**Instructions for the task:** Every line from the one that contains "Whereabouts in this frame is the yellow" to the end of the records must be restated word for word. No other line belongs in the answer.

[Saved entries]
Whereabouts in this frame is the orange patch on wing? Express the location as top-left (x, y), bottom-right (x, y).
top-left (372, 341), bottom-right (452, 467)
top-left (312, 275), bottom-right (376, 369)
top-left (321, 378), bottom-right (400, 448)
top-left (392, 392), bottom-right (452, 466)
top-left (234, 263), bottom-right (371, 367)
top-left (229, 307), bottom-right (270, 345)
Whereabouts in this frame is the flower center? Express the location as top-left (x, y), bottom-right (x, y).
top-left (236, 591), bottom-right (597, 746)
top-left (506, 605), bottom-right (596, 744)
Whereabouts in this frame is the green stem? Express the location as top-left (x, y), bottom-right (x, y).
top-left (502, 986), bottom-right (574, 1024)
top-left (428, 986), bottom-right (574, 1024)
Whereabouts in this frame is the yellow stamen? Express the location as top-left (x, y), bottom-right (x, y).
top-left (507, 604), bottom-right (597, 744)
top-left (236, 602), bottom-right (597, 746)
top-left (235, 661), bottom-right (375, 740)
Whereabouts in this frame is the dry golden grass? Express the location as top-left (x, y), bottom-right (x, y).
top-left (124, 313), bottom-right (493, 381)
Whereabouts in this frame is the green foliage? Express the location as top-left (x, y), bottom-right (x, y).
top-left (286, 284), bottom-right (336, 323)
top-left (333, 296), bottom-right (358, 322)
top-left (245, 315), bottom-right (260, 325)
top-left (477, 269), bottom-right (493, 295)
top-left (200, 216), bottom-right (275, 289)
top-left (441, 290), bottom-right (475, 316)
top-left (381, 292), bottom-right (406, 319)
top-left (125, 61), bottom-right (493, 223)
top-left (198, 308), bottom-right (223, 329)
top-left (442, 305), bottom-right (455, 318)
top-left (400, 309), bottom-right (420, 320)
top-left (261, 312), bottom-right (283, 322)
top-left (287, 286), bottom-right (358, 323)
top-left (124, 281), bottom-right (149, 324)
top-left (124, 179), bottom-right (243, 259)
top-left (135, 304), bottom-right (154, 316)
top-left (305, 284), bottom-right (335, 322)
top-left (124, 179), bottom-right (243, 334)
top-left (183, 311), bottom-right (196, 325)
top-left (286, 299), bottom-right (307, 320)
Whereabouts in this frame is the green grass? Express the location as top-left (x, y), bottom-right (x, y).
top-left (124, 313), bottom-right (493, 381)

**Written answer:**
Whereabouts in this frame is the yellow stamen? Express the location as top-left (x, y), bottom-right (x, y).
top-left (507, 604), bottom-right (597, 744)
top-left (236, 602), bottom-right (597, 746)
top-left (235, 661), bottom-right (375, 740)
Whereabouts in this frame is the dry golden grass? Express the location as top-left (x, y), bottom-right (x, y).
top-left (124, 313), bottom-right (493, 381)
Whereabouts in this frame is the green foliage? Express the location as top-left (x, y), bottom-right (x, y).
top-left (286, 284), bottom-right (336, 323)
top-left (333, 296), bottom-right (358, 322)
top-left (245, 315), bottom-right (260, 325)
top-left (477, 269), bottom-right (493, 295)
top-left (200, 216), bottom-right (275, 289)
top-left (441, 290), bottom-right (475, 316)
top-left (381, 292), bottom-right (406, 319)
top-left (125, 61), bottom-right (493, 223)
top-left (198, 308), bottom-right (223, 329)
top-left (442, 305), bottom-right (455, 318)
top-left (400, 309), bottom-right (420, 320)
top-left (261, 312), bottom-right (283, 322)
top-left (287, 286), bottom-right (358, 323)
top-left (124, 281), bottom-right (149, 324)
top-left (124, 179), bottom-right (243, 259)
top-left (135, 304), bottom-right (154, 316)
top-left (305, 284), bottom-right (335, 322)
top-left (124, 179), bottom-right (243, 334)
top-left (183, 311), bottom-right (196, 325)
top-left (286, 299), bottom-right (307, 320)
Whereabouts in this frame is the green grass? Express the location as top-left (x, y), bottom-right (x, y).
top-left (124, 313), bottom-right (493, 381)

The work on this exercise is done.